» **TEXT TO READ**
# Becoming a sexless marriage



## mojo 64 (Aug 31, 2019)

Hi I'm new here and the reason i joined in for some advice or guidance, I'm in my second marriage and I am 68 my wife is 75 and very fit and active.

We have been married 10 years and all was ok at first, in fact it was great sex wise but now I realise that it is always me that has to initiate sex.

Never has she started anything!
Its getting worse now because there are excuses why she doesn't want sex, too tired, can we leave it until tomorrow, [only tomorrow rarely arrives]

I think my wife is beautiful and very sexy looking so its not easy for me to wait and wait. She says she enjoys sex but we used to be 3 times a week and then 2 times and and now she seems to be thinking Sunday once a week is good! sorry but it isn't for me.

I have told her many many times that i need sex at least twice a week and she says ok, but its amazing how she can always be doing something else that has got in the way. It is becoming a serious problem, very serious.

I'm worried i will be tempted by another woman somehow somewhere, 
Me? Oh I love to see women in heels and skirts what a wonderful sight, but this is so rare at our house anymore, its so sad because my wife looks stunning in heels.

I've tried getting through to her how important sex is for me but she just doesn't seem to get it. I'm becoming close to giving up and tired of chasing.


----------



## mojo 64 (Aug 31, 2019)

I could really do with some advice here as my wife thinks sex is something we should do rarely, its getting me down as she is a really sexy looking woman. I've told her about my needs and she say ok and she understands but Nothing changes


----------



## In Absentia (Aug 21, 2012)

» **WORK TO DO**
- a) According to the forum thread, how often does the poster's wife now seem to consider sex sufficient?
- b) Summarize the forum thread in two sentences.
Nothing in the listing is needed to respond.

» **PROVIDED DATA**
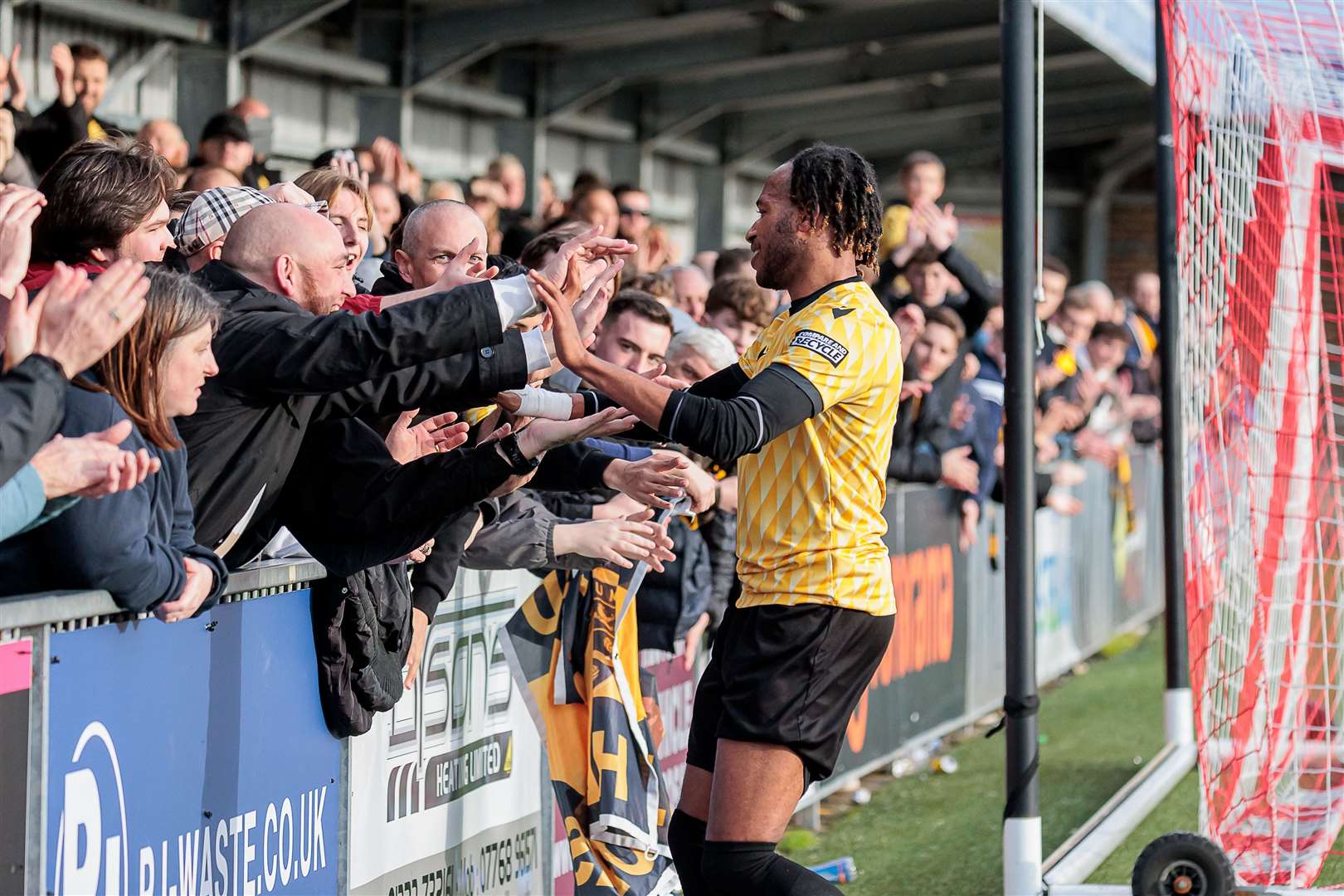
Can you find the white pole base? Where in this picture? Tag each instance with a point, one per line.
(1022, 857)
(1179, 716)
(1122, 818)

» **SOLUTIONS TO THE EXERCISE**
- a) Once a week, on Sunday.

- b) A 68-year-old poster in a second marriage says that sex with a 75-year-old wife was great at first, but now the poster always has to initiate it, the wife makes excuses, and frequency has dropped from three times a week to about once a week. Despite repeated explanations that sex at least twice a week is needed, nothing changes, and the poster fears being tempted by another woman and is close to giving up.